Start of DATA TO USE

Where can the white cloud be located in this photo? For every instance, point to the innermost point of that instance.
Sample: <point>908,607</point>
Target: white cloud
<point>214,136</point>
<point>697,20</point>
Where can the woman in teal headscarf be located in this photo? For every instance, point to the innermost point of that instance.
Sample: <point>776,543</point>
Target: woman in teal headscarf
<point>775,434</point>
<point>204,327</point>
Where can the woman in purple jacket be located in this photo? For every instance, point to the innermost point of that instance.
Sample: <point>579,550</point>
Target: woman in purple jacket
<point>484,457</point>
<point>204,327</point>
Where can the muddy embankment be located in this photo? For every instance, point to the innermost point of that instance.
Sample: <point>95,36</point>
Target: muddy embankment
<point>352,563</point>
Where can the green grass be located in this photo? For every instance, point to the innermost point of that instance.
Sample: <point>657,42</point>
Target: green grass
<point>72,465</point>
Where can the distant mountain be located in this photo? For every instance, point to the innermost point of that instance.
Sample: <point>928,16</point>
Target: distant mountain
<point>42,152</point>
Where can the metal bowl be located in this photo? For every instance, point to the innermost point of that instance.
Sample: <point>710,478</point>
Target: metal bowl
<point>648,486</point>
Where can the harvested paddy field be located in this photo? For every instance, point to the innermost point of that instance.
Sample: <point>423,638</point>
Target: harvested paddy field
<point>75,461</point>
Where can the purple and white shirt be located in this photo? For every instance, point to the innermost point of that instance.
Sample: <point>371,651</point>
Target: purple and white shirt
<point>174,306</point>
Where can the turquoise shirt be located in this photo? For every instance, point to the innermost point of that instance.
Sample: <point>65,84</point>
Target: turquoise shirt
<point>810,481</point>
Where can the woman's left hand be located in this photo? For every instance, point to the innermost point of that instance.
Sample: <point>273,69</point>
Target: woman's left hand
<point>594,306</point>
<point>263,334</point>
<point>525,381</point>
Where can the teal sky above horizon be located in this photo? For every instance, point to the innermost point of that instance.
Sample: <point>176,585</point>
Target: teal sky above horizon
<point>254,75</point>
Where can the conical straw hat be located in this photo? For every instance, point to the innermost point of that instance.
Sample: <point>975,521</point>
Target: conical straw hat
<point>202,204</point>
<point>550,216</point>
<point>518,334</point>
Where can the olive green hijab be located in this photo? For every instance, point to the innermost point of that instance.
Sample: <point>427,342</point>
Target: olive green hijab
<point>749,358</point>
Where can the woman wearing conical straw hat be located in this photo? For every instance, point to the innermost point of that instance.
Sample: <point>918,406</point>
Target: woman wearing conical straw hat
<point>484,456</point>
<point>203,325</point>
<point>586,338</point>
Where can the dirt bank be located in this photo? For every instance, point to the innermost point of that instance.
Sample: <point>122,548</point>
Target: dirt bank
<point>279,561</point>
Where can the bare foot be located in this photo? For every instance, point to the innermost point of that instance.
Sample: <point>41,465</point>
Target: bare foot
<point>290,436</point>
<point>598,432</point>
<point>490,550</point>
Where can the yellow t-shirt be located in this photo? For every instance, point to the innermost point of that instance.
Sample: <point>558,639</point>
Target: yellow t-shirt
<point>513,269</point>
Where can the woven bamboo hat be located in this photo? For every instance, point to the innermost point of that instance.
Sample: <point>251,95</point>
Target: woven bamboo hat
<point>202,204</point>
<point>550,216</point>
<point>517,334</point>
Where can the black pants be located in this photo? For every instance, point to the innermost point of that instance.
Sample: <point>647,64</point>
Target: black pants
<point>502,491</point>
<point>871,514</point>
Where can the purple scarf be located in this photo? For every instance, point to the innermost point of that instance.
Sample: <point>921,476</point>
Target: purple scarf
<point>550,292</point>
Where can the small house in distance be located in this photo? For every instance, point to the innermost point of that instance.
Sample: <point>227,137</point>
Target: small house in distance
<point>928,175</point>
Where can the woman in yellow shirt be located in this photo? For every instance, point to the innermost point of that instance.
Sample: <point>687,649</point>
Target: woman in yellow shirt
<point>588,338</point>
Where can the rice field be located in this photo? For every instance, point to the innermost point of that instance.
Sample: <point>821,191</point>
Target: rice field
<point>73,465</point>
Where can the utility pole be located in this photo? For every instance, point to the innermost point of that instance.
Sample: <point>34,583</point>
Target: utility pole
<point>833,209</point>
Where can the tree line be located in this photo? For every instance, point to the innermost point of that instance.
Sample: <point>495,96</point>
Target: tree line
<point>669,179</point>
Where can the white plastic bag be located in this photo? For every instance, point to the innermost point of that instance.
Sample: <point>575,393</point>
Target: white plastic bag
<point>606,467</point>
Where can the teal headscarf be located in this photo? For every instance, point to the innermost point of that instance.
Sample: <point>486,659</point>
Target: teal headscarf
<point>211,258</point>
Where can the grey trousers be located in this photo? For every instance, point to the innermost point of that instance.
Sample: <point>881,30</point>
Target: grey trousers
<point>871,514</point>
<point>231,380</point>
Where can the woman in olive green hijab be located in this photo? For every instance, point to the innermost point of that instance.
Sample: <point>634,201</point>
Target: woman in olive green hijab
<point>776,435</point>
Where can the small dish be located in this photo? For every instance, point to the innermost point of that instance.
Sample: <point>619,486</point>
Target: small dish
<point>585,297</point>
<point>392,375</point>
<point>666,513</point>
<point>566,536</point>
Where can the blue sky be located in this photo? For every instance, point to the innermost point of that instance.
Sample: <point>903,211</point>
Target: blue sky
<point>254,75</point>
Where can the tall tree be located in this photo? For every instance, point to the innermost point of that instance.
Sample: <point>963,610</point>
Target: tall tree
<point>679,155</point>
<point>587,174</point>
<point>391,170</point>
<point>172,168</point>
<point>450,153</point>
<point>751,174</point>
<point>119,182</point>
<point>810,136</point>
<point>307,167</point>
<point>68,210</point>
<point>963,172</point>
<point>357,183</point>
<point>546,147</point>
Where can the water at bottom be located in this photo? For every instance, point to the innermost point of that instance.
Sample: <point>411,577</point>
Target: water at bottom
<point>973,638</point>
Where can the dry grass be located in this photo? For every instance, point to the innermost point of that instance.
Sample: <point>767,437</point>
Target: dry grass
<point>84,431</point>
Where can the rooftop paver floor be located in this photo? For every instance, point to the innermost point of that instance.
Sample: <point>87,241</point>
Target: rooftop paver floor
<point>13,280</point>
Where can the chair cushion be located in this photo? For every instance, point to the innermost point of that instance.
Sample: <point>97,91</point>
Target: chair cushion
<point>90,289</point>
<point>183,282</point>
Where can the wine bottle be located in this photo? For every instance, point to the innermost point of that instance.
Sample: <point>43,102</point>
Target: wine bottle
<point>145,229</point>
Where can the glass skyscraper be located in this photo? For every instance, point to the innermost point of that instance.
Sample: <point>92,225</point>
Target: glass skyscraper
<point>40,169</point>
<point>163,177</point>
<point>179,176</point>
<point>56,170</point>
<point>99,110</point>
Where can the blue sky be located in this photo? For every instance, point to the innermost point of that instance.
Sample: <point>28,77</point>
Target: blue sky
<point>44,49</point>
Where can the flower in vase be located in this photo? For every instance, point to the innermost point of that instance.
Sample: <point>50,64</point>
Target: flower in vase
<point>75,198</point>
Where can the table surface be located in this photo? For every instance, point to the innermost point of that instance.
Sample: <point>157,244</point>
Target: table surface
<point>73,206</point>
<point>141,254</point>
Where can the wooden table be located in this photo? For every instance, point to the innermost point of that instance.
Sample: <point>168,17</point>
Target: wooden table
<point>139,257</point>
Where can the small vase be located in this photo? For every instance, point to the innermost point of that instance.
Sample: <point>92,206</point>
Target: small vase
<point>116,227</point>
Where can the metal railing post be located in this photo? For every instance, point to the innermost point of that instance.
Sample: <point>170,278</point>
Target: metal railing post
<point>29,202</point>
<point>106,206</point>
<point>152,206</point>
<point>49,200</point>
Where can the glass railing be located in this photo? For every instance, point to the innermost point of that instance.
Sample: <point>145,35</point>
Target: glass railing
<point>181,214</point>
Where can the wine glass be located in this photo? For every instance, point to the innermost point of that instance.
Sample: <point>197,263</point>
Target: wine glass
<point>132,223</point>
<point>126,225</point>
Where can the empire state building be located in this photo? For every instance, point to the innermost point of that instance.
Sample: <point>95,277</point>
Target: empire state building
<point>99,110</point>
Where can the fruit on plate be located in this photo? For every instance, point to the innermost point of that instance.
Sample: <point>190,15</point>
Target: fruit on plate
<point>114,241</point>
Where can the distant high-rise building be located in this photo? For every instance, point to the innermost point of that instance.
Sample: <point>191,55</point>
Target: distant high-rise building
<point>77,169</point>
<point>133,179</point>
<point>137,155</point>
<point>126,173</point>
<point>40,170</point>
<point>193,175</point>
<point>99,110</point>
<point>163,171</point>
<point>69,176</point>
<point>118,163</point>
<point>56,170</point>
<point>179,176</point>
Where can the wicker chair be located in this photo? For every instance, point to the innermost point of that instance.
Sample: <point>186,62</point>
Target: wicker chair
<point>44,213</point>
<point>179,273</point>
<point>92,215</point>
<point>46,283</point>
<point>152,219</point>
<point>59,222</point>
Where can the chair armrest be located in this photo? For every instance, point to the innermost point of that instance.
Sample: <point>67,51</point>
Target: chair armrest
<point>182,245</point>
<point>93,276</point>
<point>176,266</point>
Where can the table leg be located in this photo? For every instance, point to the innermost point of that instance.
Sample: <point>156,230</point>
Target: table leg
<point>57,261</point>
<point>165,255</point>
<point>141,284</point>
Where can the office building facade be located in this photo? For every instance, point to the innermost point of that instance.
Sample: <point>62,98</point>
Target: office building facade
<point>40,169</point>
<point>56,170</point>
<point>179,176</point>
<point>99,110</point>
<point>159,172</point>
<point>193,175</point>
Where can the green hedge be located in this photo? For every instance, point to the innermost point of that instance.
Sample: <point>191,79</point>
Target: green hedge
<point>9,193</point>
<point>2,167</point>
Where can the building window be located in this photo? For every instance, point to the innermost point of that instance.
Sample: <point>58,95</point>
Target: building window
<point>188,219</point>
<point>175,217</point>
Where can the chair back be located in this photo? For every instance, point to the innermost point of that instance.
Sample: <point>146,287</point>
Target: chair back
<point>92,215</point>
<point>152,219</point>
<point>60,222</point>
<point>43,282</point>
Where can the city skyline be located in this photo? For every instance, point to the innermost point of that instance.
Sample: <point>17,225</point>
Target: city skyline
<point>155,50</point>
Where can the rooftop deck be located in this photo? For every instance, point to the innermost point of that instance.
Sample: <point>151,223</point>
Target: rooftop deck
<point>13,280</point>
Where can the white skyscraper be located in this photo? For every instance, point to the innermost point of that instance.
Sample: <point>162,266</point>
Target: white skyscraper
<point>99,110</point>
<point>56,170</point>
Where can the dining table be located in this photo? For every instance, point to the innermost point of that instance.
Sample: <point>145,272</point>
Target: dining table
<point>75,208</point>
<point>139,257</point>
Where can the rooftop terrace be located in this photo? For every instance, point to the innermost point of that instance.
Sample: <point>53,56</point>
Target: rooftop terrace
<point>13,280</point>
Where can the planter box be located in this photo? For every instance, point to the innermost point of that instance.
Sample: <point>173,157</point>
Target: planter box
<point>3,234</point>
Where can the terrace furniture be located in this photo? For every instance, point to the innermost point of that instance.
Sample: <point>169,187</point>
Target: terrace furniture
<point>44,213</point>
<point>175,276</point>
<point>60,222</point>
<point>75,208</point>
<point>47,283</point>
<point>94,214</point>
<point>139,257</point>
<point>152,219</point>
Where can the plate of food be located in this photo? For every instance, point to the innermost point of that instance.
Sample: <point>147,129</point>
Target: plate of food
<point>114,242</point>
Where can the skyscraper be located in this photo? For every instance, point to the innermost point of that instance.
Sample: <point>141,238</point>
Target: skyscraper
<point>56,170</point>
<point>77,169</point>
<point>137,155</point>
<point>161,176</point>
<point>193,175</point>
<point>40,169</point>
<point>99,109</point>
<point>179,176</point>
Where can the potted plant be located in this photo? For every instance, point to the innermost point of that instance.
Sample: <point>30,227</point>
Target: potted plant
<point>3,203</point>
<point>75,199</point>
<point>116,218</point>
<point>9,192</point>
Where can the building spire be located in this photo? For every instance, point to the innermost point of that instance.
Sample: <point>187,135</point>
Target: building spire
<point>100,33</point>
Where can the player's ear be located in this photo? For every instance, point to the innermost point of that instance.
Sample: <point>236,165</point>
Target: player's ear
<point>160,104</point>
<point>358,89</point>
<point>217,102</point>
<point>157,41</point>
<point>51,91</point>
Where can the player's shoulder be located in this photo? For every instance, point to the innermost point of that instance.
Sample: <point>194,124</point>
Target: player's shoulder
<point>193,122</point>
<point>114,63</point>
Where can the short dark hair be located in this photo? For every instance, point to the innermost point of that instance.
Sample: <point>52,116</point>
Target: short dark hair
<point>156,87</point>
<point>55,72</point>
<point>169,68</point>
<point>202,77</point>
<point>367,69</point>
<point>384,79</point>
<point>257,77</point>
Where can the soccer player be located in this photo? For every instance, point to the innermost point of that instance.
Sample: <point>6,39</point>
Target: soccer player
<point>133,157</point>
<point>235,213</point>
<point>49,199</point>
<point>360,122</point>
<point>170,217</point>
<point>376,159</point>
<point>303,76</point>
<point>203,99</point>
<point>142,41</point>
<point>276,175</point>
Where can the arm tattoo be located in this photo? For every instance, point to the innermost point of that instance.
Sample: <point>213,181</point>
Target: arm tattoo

End of DATA TO USE

_WORK INSTRUCTION_:
Wherever "tattoo" occurs in the records above, copy the line it sits in.

_ANSWER TO THE PROBLEM_:
Where can the arm tattoo be located in this photo? For every instance, point to the innermost point of that instance.
Target: arm tattoo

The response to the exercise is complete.